■ **WHAT THIS TASK INVOLVES**: Print every record below exactly as written.

━━━━━━━━━━━━━━━━

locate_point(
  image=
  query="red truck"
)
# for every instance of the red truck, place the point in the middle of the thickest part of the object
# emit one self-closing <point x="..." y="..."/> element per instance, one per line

━━━━━━━━━━━━━━━━

■ **SOLUTION**:
locate_point(
  image=
  query="red truck"
)
# for every instance of the red truck, place the point in the middle of the thickest part of the object
# emit one self-closing <point x="..." y="..."/> element per instance, one per line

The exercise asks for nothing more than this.